____ RECORDS FOR THIS TASK
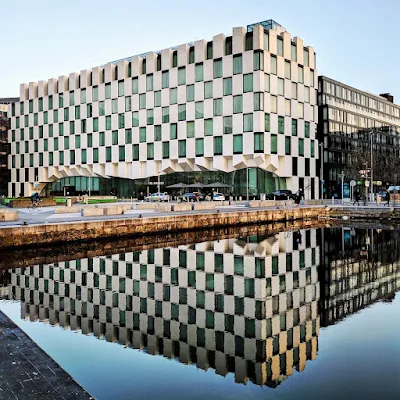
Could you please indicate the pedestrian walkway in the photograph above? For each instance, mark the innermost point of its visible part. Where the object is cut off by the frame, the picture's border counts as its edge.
(27, 372)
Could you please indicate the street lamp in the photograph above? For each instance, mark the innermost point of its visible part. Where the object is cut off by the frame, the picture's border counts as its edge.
(321, 157)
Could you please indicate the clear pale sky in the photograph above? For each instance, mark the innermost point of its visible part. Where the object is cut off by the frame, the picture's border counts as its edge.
(356, 41)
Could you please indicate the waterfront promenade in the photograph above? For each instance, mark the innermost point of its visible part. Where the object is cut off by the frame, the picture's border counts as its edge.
(46, 226)
(27, 372)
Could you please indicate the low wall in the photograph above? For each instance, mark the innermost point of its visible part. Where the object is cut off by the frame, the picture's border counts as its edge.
(37, 235)
(6, 215)
(117, 210)
(67, 210)
(204, 206)
(92, 212)
(26, 203)
(182, 207)
(162, 207)
(145, 206)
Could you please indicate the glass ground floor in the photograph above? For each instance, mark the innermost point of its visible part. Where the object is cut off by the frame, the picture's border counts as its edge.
(259, 182)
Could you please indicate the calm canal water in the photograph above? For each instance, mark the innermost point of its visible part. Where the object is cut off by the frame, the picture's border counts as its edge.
(310, 314)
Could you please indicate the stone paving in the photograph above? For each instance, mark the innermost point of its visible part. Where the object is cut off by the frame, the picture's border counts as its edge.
(27, 372)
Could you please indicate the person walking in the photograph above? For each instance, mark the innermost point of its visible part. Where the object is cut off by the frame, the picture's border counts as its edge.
(298, 198)
(356, 198)
(387, 198)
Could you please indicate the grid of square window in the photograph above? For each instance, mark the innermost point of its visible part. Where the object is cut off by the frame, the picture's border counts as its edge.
(217, 101)
(241, 306)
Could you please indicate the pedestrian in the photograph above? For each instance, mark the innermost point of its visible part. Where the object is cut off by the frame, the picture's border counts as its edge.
(298, 198)
(387, 198)
(356, 198)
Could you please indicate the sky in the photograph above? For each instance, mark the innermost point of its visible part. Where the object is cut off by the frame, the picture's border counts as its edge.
(356, 41)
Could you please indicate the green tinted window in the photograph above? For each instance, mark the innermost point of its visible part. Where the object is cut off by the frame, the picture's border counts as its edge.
(199, 147)
(274, 144)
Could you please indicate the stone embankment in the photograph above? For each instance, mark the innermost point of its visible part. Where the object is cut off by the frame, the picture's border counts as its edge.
(34, 235)
(21, 257)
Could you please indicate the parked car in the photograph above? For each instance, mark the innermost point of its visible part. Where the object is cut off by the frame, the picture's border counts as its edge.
(283, 194)
(199, 195)
(394, 189)
(383, 194)
(158, 197)
(189, 197)
(218, 197)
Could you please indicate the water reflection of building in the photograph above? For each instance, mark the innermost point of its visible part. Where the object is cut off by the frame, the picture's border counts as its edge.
(358, 268)
(247, 306)
(5, 280)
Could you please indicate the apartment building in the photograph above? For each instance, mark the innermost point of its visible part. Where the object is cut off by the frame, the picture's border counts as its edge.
(4, 147)
(238, 109)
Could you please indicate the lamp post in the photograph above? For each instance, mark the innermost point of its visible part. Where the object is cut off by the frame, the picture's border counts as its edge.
(321, 157)
(342, 182)
(371, 174)
(247, 183)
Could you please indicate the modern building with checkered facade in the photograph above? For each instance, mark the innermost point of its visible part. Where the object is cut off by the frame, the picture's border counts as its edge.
(243, 306)
(212, 111)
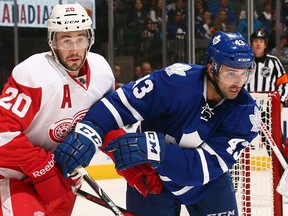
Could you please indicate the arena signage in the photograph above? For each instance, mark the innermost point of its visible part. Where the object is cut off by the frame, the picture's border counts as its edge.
(31, 13)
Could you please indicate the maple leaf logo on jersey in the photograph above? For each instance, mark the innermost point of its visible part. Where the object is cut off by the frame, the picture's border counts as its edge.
(216, 40)
(255, 120)
(178, 69)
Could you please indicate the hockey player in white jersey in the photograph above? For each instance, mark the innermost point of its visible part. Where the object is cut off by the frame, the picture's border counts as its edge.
(46, 95)
(195, 122)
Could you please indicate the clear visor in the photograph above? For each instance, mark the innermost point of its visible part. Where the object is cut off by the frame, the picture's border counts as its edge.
(236, 75)
(67, 43)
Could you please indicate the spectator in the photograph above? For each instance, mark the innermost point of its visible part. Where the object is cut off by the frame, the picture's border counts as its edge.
(266, 16)
(151, 43)
(242, 25)
(146, 68)
(284, 15)
(203, 26)
(117, 75)
(177, 5)
(222, 22)
(155, 13)
(137, 71)
(268, 69)
(135, 21)
(225, 4)
(283, 51)
(176, 26)
(199, 10)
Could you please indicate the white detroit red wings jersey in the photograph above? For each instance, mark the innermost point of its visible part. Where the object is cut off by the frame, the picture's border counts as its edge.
(41, 103)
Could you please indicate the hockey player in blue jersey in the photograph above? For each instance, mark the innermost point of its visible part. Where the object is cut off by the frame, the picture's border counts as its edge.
(194, 122)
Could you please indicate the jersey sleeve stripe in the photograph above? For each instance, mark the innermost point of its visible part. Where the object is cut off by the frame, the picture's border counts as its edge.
(127, 105)
(114, 112)
(204, 165)
(6, 137)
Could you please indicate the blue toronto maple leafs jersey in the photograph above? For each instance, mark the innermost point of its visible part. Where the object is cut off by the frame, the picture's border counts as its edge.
(173, 101)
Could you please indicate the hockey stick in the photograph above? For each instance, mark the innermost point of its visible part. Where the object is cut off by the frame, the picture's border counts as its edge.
(93, 184)
(98, 201)
(282, 187)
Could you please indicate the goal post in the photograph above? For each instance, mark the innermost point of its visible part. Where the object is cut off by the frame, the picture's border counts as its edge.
(258, 171)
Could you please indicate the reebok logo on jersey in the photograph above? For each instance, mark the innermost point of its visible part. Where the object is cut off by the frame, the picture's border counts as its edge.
(43, 171)
(153, 147)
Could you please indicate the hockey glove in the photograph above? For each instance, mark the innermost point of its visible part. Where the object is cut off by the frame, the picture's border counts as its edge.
(47, 179)
(79, 147)
(138, 148)
(141, 177)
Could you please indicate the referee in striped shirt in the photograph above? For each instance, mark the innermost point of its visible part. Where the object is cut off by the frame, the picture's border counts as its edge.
(270, 74)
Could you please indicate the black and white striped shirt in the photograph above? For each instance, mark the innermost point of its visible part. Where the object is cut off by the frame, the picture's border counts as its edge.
(268, 70)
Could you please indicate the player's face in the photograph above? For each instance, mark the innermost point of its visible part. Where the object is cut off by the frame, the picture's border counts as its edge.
(231, 80)
(70, 48)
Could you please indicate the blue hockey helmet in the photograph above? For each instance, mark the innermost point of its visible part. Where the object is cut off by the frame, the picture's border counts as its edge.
(230, 49)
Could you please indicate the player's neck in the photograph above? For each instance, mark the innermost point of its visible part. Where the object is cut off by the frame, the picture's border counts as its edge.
(212, 94)
(74, 73)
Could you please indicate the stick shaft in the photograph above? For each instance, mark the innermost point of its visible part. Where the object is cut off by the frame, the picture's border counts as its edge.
(98, 201)
(93, 184)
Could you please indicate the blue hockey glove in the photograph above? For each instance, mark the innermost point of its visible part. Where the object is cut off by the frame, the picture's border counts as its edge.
(138, 148)
(79, 147)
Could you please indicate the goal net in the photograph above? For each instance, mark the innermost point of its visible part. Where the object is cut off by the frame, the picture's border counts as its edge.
(257, 173)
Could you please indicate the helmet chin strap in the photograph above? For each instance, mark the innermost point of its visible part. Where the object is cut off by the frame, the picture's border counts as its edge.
(216, 86)
(59, 62)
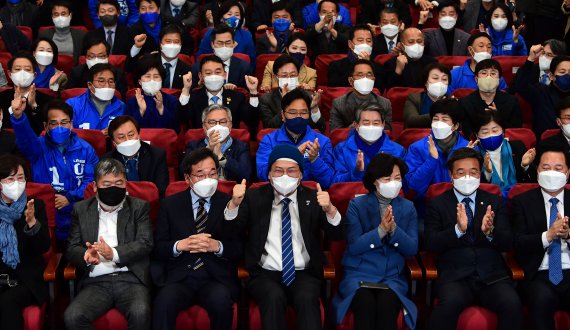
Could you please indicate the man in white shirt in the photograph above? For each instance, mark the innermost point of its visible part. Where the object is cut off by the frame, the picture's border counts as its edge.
(283, 252)
(110, 239)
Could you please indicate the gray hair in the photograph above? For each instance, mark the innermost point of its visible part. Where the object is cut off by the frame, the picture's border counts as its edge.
(109, 166)
(215, 107)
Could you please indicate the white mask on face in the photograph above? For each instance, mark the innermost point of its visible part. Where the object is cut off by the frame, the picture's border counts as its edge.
(214, 82)
(13, 190)
(390, 189)
(22, 78)
(551, 181)
(466, 185)
(437, 89)
(370, 133)
(171, 50)
(129, 148)
(44, 58)
(151, 87)
(389, 30)
(440, 130)
(222, 130)
(205, 188)
(224, 53)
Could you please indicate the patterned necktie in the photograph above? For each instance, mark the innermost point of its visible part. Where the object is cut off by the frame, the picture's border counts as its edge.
(200, 222)
(555, 249)
(287, 259)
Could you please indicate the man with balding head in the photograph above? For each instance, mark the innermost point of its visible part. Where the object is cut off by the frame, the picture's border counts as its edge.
(405, 70)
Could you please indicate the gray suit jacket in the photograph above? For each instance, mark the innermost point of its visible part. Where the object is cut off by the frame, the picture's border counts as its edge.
(435, 44)
(134, 234)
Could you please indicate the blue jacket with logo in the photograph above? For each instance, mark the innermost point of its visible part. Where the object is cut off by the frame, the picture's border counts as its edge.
(68, 172)
(85, 114)
(321, 170)
(345, 157)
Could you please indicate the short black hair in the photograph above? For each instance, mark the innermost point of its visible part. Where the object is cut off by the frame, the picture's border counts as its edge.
(282, 60)
(382, 165)
(488, 64)
(197, 156)
(120, 121)
(51, 44)
(464, 153)
(448, 106)
(296, 94)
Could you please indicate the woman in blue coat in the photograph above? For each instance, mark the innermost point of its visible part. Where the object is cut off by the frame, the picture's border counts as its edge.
(382, 230)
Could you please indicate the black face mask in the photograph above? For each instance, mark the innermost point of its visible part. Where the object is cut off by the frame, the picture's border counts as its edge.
(111, 196)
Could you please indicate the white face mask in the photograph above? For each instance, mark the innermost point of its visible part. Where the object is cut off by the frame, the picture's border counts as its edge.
(170, 50)
(285, 185)
(13, 190)
(389, 190)
(129, 148)
(389, 30)
(499, 24)
(151, 87)
(370, 133)
(44, 58)
(290, 82)
(447, 22)
(224, 53)
(96, 60)
(205, 188)
(414, 51)
(364, 86)
(544, 63)
(22, 78)
(214, 83)
(466, 185)
(222, 130)
(551, 181)
(437, 89)
(61, 21)
(440, 130)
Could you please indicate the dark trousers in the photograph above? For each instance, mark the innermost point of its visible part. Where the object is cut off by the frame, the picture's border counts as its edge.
(12, 303)
(455, 296)
(121, 290)
(272, 297)
(545, 298)
(375, 309)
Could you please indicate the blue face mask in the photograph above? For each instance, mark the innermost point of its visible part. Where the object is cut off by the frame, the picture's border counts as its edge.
(297, 125)
(60, 134)
(281, 25)
(492, 143)
(149, 17)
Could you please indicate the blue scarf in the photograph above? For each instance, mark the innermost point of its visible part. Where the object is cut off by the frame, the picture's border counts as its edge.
(42, 78)
(9, 214)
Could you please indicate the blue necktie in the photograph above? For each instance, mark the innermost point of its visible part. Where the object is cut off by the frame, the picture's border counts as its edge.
(287, 260)
(555, 249)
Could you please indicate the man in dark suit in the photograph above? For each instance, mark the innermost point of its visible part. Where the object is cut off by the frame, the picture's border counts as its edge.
(469, 229)
(110, 239)
(142, 161)
(283, 253)
(541, 239)
(197, 256)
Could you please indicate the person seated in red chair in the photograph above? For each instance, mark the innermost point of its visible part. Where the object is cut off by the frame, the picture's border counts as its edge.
(469, 229)
(361, 78)
(110, 241)
(195, 257)
(233, 154)
(365, 141)
(382, 230)
(24, 237)
(283, 254)
(540, 226)
(142, 161)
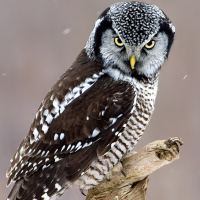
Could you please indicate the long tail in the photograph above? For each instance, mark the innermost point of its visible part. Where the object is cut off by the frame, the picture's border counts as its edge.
(44, 186)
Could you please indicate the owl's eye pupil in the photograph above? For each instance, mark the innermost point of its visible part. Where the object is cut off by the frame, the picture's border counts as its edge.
(118, 42)
(150, 44)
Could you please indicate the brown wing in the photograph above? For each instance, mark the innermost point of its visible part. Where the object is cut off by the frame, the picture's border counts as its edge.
(78, 130)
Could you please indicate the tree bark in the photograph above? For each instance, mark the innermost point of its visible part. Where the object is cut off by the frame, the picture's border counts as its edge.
(129, 179)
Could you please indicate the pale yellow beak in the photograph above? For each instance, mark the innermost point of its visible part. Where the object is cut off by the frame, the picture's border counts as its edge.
(132, 61)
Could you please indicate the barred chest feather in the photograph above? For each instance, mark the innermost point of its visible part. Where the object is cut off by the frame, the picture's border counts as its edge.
(142, 110)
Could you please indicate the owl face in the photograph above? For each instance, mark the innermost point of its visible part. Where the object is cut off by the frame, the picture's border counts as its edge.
(133, 37)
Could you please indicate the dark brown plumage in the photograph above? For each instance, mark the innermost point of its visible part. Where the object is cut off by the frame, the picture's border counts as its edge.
(98, 109)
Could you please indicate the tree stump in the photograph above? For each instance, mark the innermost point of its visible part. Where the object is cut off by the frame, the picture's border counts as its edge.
(128, 180)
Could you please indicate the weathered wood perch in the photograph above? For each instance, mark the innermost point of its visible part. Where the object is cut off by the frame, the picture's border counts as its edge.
(136, 167)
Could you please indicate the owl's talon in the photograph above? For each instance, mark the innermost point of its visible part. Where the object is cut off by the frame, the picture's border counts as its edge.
(82, 192)
(123, 173)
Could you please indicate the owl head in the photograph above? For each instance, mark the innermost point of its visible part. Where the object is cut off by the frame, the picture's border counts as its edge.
(133, 37)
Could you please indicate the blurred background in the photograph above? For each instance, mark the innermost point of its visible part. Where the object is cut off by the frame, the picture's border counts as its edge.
(39, 40)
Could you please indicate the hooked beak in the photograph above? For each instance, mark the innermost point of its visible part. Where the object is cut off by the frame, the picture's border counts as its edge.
(132, 61)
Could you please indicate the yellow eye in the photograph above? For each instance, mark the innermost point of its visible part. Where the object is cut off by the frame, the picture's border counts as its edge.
(150, 44)
(118, 42)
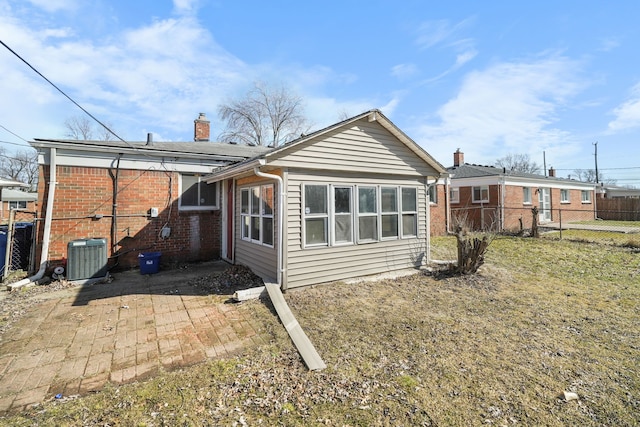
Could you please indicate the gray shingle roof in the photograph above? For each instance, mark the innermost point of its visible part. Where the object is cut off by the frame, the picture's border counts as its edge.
(159, 148)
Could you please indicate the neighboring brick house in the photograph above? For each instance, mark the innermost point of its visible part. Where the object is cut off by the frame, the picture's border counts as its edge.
(139, 196)
(490, 197)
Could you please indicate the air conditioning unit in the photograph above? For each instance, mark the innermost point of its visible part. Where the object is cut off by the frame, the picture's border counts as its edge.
(86, 258)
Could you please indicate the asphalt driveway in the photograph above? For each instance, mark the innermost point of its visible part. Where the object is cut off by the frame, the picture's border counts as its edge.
(75, 340)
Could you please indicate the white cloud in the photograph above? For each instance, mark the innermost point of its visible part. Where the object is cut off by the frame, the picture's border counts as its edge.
(628, 113)
(55, 5)
(509, 107)
(403, 71)
(432, 33)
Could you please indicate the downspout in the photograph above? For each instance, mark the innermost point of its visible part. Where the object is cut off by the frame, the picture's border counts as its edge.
(502, 191)
(427, 186)
(44, 255)
(280, 268)
(114, 209)
(447, 197)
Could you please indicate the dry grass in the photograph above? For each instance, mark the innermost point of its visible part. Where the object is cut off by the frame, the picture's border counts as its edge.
(497, 348)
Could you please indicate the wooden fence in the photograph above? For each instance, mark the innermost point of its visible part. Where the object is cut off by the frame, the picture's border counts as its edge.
(618, 209)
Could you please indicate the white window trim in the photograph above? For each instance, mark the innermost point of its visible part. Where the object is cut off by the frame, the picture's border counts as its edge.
(434, 188)
(525, 201)
(260, 215)
(216, 206)
(306, 216)
(333, 214)
(355, 215)
(456, 191)
(395, 213)
(473, 194)
(368, 214)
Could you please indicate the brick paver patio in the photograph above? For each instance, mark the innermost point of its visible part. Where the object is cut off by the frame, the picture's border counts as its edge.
(78, 339)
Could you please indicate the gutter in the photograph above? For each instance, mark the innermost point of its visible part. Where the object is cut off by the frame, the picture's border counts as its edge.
(44, 255)
(280, 267)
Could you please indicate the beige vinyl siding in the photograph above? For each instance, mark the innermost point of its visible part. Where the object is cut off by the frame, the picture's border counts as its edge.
(325, 264)
(363, 147)
(261, 259)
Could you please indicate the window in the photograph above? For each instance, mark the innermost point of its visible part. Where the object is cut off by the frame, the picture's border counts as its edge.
(409, 212)
(480, 194)
(342, 215)
(367, 214)
(389, 215)
(20, 204)
(336, 215)
(256, 214)
(197, 194)
(316, 215)
(433, 194)
(454, 195)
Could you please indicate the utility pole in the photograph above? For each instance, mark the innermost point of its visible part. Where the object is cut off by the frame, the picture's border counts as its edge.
(596, 157)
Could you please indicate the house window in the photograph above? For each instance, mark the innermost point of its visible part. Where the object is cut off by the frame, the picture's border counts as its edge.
(256, 214)
(389, 215)
(367, 214)
(316, 214)
(20, 204)
(433, 194)
(333, 215)
(342, 215)
(197, 194)
(409, 212)
(481, 194)
(454, 195)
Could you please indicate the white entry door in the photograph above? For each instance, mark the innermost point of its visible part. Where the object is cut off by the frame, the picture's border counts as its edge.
(544, 197)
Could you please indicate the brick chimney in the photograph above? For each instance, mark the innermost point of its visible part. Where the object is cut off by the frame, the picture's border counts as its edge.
(458, 158)
(201, 128)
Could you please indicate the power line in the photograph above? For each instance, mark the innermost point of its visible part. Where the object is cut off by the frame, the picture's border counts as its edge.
(62, 92)
(15, 143)
(11, 132)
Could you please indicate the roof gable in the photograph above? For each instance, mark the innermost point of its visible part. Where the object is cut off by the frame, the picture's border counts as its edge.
(368, 143)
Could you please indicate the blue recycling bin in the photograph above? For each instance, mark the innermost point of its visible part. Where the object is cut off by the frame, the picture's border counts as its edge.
(149, 262)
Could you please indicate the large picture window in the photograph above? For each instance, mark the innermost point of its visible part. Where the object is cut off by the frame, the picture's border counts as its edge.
(195, 194)
(367, 214)
(336, 214)
(342, 215)
(409, 212)
(256, 214)
(480, 194)
(389, 215)
(316, 212)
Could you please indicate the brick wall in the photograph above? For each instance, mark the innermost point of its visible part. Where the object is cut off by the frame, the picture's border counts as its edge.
(438, 213)
(84, 192)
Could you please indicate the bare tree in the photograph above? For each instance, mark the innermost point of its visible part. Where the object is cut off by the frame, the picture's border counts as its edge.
(266, 115)
(21, 166)
(589, 175)
(518, 163)
(81, 128)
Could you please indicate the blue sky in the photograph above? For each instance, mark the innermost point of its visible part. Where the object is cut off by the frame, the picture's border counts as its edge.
(490, 78)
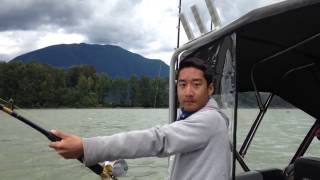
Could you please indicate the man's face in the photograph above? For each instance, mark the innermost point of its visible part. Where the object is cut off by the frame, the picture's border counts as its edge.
(193, 91)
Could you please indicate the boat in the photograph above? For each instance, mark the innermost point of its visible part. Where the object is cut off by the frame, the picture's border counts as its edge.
(272, 51)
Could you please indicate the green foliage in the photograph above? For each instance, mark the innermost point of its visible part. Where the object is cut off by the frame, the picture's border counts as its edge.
(38, 85)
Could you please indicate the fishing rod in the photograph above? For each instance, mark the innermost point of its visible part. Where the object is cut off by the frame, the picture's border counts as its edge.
(97, 168)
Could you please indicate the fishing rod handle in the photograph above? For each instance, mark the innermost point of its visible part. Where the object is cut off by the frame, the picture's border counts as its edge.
(97, 168)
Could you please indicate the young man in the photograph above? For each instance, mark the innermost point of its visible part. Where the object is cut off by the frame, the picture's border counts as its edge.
(198, 139)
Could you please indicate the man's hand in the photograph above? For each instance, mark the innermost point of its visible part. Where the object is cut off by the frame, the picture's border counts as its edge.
(70, 147)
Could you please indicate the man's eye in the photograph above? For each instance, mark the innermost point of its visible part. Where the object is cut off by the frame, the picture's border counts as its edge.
(197, 84)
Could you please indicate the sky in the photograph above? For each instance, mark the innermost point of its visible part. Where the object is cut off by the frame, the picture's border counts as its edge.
(146, 27)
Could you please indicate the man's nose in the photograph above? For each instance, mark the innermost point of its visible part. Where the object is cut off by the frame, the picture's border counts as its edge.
(189, 90)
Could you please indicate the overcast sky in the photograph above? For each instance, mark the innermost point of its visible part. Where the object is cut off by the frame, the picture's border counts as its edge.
(146, 27)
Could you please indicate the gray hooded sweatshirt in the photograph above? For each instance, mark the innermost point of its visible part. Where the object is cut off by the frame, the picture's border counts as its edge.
(200, 144)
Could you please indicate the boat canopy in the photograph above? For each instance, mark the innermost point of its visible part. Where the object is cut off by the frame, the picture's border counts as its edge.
(276, 51)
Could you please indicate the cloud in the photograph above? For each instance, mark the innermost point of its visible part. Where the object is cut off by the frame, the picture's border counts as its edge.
(143, 26)
(34, 14)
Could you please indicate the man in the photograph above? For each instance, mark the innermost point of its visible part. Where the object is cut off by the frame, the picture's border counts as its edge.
(198, 139)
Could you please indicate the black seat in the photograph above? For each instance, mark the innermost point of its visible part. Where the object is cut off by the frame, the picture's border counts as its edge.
(265, 174)
(307, 168)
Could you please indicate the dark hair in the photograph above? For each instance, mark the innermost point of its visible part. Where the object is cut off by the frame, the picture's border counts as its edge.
(199, 64)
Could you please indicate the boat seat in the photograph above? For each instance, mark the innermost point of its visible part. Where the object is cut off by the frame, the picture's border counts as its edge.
(307, 168)
(265, 174)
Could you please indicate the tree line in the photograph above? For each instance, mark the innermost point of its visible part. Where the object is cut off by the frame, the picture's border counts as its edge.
(34, 85)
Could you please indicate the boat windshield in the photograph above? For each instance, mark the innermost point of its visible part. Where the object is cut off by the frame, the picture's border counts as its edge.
(279, 135)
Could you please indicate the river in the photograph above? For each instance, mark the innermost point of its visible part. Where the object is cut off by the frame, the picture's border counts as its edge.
(24, 153)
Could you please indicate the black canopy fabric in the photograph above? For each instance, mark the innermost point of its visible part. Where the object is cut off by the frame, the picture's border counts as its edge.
(277, 49)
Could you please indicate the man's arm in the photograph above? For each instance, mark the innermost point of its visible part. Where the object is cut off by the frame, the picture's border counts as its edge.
(70, 147)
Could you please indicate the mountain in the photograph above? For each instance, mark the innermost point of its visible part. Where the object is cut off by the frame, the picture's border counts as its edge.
(112, 60)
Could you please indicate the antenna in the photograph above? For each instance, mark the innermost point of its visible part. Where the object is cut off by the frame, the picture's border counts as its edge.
(186, 27)
(178, 39)
(214, 14)
(198, 19)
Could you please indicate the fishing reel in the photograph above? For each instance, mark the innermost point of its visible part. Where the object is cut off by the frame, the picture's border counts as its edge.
(114, 169)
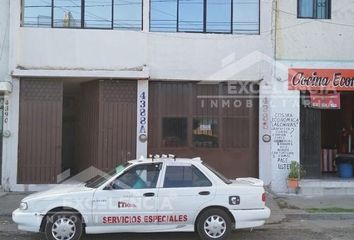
________
WHAT YOU NEED TO DO
Extract every line above that contains the word "parked".

EXERCISE RESPONSE
Could you please indicate the parked car in the photograph above? For each instance, mark the innermost point of its visible part. Where the object is cut off by the frame, the picture's border counts as its edge.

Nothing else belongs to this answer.